■ **What this task involves**:
Print every one of the rows below verbatim, from the first to the last, changing nothing.

■ **Information given**:
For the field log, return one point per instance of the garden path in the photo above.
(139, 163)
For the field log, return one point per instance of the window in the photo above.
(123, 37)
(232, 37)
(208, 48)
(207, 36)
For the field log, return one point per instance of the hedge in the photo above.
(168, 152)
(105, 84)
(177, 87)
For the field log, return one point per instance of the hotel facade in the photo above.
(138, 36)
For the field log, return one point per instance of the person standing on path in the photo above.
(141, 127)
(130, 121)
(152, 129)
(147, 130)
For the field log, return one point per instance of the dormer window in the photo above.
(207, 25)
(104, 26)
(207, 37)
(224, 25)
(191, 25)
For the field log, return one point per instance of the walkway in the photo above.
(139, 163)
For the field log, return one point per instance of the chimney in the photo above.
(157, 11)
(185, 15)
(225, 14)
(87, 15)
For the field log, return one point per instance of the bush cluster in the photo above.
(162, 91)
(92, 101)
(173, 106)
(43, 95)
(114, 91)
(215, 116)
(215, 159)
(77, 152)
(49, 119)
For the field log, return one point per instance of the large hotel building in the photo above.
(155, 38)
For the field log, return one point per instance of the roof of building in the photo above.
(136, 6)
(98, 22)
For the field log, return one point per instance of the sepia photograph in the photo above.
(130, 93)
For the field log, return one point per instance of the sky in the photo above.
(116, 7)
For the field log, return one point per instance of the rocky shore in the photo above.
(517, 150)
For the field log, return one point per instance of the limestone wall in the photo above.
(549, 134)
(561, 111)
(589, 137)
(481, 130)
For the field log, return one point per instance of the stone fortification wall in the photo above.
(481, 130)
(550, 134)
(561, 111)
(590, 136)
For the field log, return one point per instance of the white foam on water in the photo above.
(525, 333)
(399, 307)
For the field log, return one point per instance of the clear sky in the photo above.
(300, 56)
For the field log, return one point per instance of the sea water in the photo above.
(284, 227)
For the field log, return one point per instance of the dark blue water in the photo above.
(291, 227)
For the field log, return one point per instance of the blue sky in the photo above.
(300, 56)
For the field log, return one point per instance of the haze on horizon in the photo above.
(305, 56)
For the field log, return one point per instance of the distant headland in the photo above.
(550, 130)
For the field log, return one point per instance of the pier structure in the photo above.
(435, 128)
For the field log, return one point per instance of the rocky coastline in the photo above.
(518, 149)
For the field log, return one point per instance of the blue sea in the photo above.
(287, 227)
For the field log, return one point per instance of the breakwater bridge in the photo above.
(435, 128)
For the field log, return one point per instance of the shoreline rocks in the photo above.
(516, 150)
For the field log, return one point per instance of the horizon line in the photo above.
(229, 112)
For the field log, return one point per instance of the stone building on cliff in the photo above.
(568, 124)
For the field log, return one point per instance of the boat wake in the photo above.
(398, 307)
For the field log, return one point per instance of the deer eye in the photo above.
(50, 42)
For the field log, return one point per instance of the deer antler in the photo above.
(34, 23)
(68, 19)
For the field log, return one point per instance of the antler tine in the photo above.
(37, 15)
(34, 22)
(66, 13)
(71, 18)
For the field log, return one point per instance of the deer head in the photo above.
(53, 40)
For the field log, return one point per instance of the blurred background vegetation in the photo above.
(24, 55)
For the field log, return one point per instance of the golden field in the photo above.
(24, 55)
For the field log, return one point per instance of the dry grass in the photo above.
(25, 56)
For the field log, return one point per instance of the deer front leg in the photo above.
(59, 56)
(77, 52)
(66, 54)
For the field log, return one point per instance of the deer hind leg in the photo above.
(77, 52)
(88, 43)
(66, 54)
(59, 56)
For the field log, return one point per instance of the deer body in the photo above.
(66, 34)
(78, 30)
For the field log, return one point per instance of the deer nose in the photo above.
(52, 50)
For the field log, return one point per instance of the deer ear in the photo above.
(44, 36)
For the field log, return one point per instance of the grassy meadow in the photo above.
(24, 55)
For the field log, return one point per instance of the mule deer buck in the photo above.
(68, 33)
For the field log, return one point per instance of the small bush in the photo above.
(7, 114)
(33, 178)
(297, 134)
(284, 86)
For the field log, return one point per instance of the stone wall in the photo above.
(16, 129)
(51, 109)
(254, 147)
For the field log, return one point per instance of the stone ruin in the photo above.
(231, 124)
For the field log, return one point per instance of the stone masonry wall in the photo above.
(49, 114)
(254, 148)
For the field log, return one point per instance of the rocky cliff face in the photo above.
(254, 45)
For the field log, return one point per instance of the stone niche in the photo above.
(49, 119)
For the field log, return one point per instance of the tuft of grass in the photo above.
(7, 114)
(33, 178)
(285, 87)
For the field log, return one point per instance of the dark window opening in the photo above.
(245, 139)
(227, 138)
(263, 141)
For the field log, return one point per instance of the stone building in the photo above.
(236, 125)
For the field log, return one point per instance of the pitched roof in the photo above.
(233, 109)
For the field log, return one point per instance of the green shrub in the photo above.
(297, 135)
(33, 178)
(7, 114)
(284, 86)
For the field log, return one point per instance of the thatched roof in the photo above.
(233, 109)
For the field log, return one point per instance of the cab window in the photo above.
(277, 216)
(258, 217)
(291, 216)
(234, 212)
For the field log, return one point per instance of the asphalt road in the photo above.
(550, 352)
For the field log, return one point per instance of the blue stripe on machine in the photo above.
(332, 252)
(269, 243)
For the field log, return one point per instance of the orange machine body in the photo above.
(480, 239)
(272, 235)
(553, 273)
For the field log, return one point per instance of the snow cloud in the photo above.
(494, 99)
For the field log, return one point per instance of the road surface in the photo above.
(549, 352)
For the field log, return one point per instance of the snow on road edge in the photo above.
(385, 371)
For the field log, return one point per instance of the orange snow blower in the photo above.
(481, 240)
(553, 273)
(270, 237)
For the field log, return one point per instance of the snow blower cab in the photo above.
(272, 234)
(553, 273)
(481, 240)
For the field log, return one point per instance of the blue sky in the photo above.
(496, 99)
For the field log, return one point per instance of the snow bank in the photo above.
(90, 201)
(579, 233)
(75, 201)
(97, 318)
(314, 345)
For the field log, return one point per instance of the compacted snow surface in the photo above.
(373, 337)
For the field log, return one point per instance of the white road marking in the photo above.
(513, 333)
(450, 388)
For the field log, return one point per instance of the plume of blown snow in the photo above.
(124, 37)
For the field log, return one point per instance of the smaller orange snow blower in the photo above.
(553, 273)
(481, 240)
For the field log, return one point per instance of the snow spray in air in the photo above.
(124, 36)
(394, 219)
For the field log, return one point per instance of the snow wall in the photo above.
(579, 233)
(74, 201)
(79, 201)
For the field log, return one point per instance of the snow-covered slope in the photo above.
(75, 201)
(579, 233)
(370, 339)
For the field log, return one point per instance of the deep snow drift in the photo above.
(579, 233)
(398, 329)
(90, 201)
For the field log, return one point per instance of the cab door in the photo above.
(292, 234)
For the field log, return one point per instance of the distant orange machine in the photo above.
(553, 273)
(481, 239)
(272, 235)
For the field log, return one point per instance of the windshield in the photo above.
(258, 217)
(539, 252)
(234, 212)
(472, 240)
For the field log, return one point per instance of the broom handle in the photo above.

■ **Output of the exercise**:
For the field log, return one point per instance of the garden path in the photo above.
(139, 163)
For the field log, return one point per instance of the window in the photo above.
(123, 37)
(232, 37)
(208, 48)
(207, 36)
For the field log, return one point per instance of the hedge in the photo above.
(168, 152)
(105, 84)
(177, 87)
For the field log, return one point per instance of the hotel facade in the photo above.
(138, 36)
For the field log, return one point per instance of the person standing on path in the photo above.
(141, 127)
(130, 121)
(152, 129)
(147, 130)
For the field log, return one point per instance of the dormer window in the photo above.
(207, 25)
(104, 26)
(207, 37)
(224, 25)
(191, 25)
For the field log, return one point per instance of the walkway in the photo above.
(139, 163)
For the field log, return one point per instance of the chimney in the photo above.
(157, 11)
(185, 15)
(225, 14)
(87, 15)
For the field log, return one point per instance of the bush cluster in the photo above.
(162, 91)
(92, 101)
(173, 106)
(43, 95)
(114, 91)
(215, 116)
(215, 159)
(77, 152)
(49, 119)
For the field log, return one point per instance of the large hotel building in the photo above.
(155, 38)
For the field log, return one point per instance of the roof of building in the photo above.
(136, 6)
(98, 22)
For the field log, return one point per instance of the sepia photograph in the photo above.
(130, 93)
For the field log, return one point per instance of the sky in the photo above.
(116, 7)
For the field log, return one point per instance of the rocky shore in the photo above.
(517, 150)
For the field log, return one point per instance of the limestone wall in the photo above.
(549, 134)
(561, 111)
(589, 137)
(481, 130)
For the field log, return one point per instance of the stone fortification wall in the photo above.
(481, 130)
(550, 134)
(561, 111)
(590, 136)
For the field log, return one point per instance of the white foam on water in the photo above.
(525, 333)
(399, 307)
For the field log, return one point per instance of the clear sky in the photo above.
(300, 56)
For the field log, return one point per instance of the sea water in the photo above.
(284, 227)
For the field log, return one point per instance of the dark blue water in the photo above.
(291, 227)
For the field log, return one point per instance of the blue sky in the photo above.
(300, 56)
For the field log, return one point per instance of the haze on horizon in the photo above.
(305, 56)
For the field log, return one point per instance of the distant headland in the photo above.
(550, 130)
For the field log, return one point per instance of the pier structure in the photo above.
(435, 128)
For the field log, return one point per instance of the rocky coastline in the photo above.
(518, 149)
For the field log, return one point per instance of the blue sea in the photo above.
(287, 227)
For the field log, return one point per instance of the breakwater bridge in the photo above.
(435, 128)
For the field log, return one point per instance of the shoreline rocks in the photo above.
(516, 150)
For the field log, return one point per instance of the horizon line in the photo above.
(229, 112)
For the field log, return one point per instance of the stone building on cliff in the photo above.
(568, 124)
For the field log, return one point per instance of the boat wake in the photo above.
(398, 307)
For the field log, return one point per instance of the deer eye in the photo above.
(50, 42)
For the field log, return one point per instance of the deer antler in the photo above.
(34, 23)
(68, 19)
For the field log, return one point per instance of the antler tine in the photo above.
(37, 15)
(34, 22)
(66, 13)
(71, 18)
For the field log, return one point per instance of the deer head in the photo above.
(53, 40)
For the field log, return one point per instance of the blurred background vegetation in the photo above.
(24, 55)
For the field log, return one point per instance of the golden field in the photo above.
(24, 55)
For the field log, return one point per instance of the dry grass in the photo above.
(25, 56)
For the field log, return one point per instance of the deer front leg in the photo above.
(59, 56)
(77, 52)
(66, 54)
For the field log, return one point per instance of the deer hind leg in the photo above.
(77, 52)
(88, 43)
(66, 54)
(59, 56)
For the field log, return one point per instance of the deer body in the photo above.
(66, 34)
(78, 30)
For the field log, return one point per instance of the deer nose in the photo above.
(52, 50)
For the field log, return one point per instance of the deer ear in the photo above.
(44, 36)
For the field log, return one point per instance of the grassy meadow in the photo above.
(24, 55)
For the field log, return one point per instance of the mule deer buck in the photo above.
(68, 33)
For the field log, return one point per instance of the small bush in the photo above.
(7, 114)
(33, 178)
(297, 134)
(284, 86)
For the field log, return one point per instance of the stone wall in the photo above.
(16, 129)
(51, 109)
(254, 147)
For the field log, return one point per instance of the stone ruin in the photo above.
(231, 124)
For the field log, return one point per instance of the stone masonry wall in the photo above.
(49, 114)
(254, 148)
For the field log, return one point per instance of the rocky cliff face in the photo above.
(254, 45)
For the field log, return one point per instance of the stone niche in the photo above.
(49, 119)
For the field log, return one point per instance of the tuft of grass in the photo above.
(7, 114)
(33, 178)
(285, 87)
For the field log, return one point per instance of the dark window opening in the photo above.
(245, 139)
(227, 138)
(263, 141)
For the field log, return one point per instance of the stone building in the photo above.
(236, 125)
For the field log, return one point per instance of the pitched roof in the photo above.
(233, 109)
For the field log, return one point per instance of the green shrub in the photo above.
(297, 135)
(33, 178)
(7, 114)
(284, 86)
For the field log, return one point per instance of the thatched roof in the photo above.
(233, 109)
For the field log, return one point per instance of the cab window in the photo above.
(277, 216)
(258, 217)
(291, 216)
(234, 212)
For the field log, return one point per instance of the asphalt road in the photo above.
(550, 352)
For the field log, return one point per instance of the blue stripe on machine in the photo above.
(332, 252)
(269, 243)
For the field log, return one point per instance of the orange machine body in the photo above.
(480, 239)
(272, 235)
(553, 273)
For the field log, return one point per instance of the snow cloud in the photo above.
(494, 99)
For the field log, return one point per instance of the road surface in the photo above.
(549, 352)
For the field log, return one point per instance of the snow on road edge in the photo above.
(385, 371)
For the field log, return one point per instance of the orange snow blower in the photo above.
(481, 240)
(553, 273)
(270, 237)
For the field log, return one point per instance of the snow blower cab in the photo above.
(272, 234)
(553, 273)
(481, 240)
For the field log, return one point per instance of the blue sky in the photo above.
(496, 99)
For the field log, return one point per instance of the snow bank in the photo above.
(90, 201)
(579, 233)
(75, 201)
(97, 318)
(314, 345)
For the field log, return one point per instance of the compacted snow surface in the photo above.
(373, 337)
For the field log, return one point per instance of the white road marking in the photo above.
(513, 333)
(450, 388)
For the field log, return one point per instance of the plume of blown snow in the photo above.
(124, 37)
For the field log, return one point per instance of the smaller orange snow blower in the photo above.
(553, 273)
(481, 240)
For the field log, return one point per instance of the snow spray in air in the photo above.
(124, 36)
(394, 219)
For the field log, return one point per instance of the snow wall in the photo above.
(579, 233)
(74, 201)
(79, 201)
For the field log, return one point per instance of the snow-covered slope in the photo above.
(75, 201)
(579, 233)
(370, 339)
For the field log, return one point per instance of the deep snow drift in the photo above.
(579, 233)
(398, 329)
(90, 201)
For the field log, return one point per instance of the cab door in the photo above.
(292, 234)
For the field log, return one point per instance of the distant orange machine in the photo above.
(553, 273)
(481, 239)
(272, 235)
For the field log, return one point per instance of the windshield in the photo above.
(258, 217)
(539, 252)
(234, 212)
(472, 240)
For the field log, return one point per instance of the broom handle in the photo above.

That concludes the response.